▶ **Document extract**
----------------
Here we are again, fellow future lovers.
This week’s pile of prognostications will provide you with plenty of problems.
The list includes a squash ball, a mascot, and the ever popular, lava rock.
Aries… The Earth is crosswind to Aries at this time. That’s a problematic situation. Not long from now, your enemies will attempt to magnetize you. It won’t work. The experience will be electrifying. Good luck with that.
Taurus… Mercury is degenerating now. That always poses problems. One day, you will start a business. You will try to sell Seeing Eye Dogs to those who are blind to the facts. No one will buy one. You will become quite depressed over it. We feel for you.
Gemini… Mars is in oppositional diametrics now. That will bring you trouble. At some point in the future your enemies will attempt to bequeath you to the world at large. You won’t enjoy the process. You will sue them and lose.
Cancer… The Moon is tri-modal at this time. That foretells trouble for you. One day, you will try to squash a squash ball. You will not be successful. You’ll feel squished and depressed. Hopefully you will overcome it.
Leo… Venus is extra-tense at the moment. That will bring you problems. One day in the future, you will continuously soak your head after you’re diagnosed with dry scalp. We hope you survive it.
Virgo… The Earth is trine with Virgo, and in diametric opposition now. That portends trouble for you. One day in the future, you will lose your Labrador in a lab, in Labrador. You won’t find it, leading to severe angst, and lots of unused dog food. Good luck with that.
Libra… The Sun is bi-trinal now. That’s never good for a Libra. In the far future, you will spend many months and lots of money researching and writing a book called, “How To Make Love To A Lava Rock”. Just a few lonely geologists, and Dennis Miller will buy a copy. You will suffer depression as a result. Let’s hope you can cope.
Scorpio… Pluto is in tri-quadrinal position now. As you may know, that always brings problems to a Scorpio. At some point in time you will become the mascot for a Maasai tribe. You will feel used and abused. You won’t be happy. Good luck with that.
Sagittarius… Jupiter is in juxta-tension at this time. That will provide you with a challenge. Not long from now your enemies will attempt to tribalize you. You won’t be happy about it. Oh well.
Capricorn… Uranus is juxta-dimentional at this time. As you may know, that’s never good for a Capricorn. Not long from now your enemies will attempt to index you. It won’t be a pleasant experience. Good luck with that.
Aquarius… Neptune is in anti-gravitational pull now. That portends problems for you. One day, not long from now, you will eat clams during a calamity. You will be scorned for it. Too bad for you.
Pisces… Mars is subjugated to Pisces at this time. One day, you will be known as, “Banana Breath”. You will be stalked by many monkeys. It will result in much anxiety. Even you will suffer from it. Let’s hope you can endure.
And…remember what Weird Al says about astrology in his song, “Your Horoscope For Today”:
“Now you may find it inconceivable or at the very least a bit unlikely that the relative position of the planets and the stars could have a special deep significance or meaning that exclusively applies to only you, but let me give you my assurance that these forecasts and predictions are all based on solid, scientific, documented evidence, so you would have to be some kind of moron not to realize that every single one of them is absolutely true.”
----------------
▶ **Extracted material**
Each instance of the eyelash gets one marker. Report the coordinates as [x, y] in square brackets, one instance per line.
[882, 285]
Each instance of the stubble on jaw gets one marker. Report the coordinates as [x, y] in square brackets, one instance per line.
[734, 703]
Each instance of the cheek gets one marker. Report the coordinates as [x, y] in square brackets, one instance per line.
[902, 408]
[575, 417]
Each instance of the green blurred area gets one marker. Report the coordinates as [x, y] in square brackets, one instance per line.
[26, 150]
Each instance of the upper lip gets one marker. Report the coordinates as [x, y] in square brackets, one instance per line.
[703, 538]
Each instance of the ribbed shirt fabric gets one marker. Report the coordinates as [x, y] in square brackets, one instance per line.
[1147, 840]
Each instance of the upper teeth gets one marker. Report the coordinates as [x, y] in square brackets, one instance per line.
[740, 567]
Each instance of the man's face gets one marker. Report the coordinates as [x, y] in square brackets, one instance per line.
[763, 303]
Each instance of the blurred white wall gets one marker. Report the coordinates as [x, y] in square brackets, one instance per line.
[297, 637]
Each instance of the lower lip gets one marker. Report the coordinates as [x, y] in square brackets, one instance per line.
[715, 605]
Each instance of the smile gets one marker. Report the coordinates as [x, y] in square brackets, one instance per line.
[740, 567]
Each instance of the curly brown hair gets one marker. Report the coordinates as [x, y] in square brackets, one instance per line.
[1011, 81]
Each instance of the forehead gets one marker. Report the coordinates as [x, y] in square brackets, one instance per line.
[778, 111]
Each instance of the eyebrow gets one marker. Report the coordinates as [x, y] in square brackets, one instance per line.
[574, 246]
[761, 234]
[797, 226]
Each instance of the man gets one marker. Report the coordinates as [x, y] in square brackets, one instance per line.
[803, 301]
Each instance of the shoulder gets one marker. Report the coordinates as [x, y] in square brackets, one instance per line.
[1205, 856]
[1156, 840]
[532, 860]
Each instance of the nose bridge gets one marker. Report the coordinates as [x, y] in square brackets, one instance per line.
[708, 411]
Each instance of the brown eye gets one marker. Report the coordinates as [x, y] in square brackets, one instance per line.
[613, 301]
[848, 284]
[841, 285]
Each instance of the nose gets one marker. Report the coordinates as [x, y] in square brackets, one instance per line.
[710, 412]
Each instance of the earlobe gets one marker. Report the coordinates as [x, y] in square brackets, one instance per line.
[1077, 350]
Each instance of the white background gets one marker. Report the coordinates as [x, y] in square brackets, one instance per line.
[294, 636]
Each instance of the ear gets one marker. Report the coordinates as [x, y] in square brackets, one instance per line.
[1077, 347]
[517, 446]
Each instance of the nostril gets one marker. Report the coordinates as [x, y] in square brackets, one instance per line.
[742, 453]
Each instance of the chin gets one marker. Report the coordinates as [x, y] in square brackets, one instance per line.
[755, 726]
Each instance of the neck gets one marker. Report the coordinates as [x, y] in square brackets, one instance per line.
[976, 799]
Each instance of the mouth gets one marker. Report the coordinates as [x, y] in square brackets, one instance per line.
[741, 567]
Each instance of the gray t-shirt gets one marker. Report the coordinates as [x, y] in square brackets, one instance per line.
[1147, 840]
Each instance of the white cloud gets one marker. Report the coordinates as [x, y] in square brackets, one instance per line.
----------------
▶ **What you need to do**
Rewrite the mock horoscope from the words "Pisces… Mars is" through "you can endure.", replacing "monkeys" with "parrots". The items are separate material and have no connection to the mock horoscope.

▶ **Output of the exercise**
Pisces… Mars is subjugated to Pisces at this time. One day, you will be known as, “Banana Breath”. You will be stalked by many parrots. It will result in much anxiety. Even you will suffer from it. Let’s hope you can endure.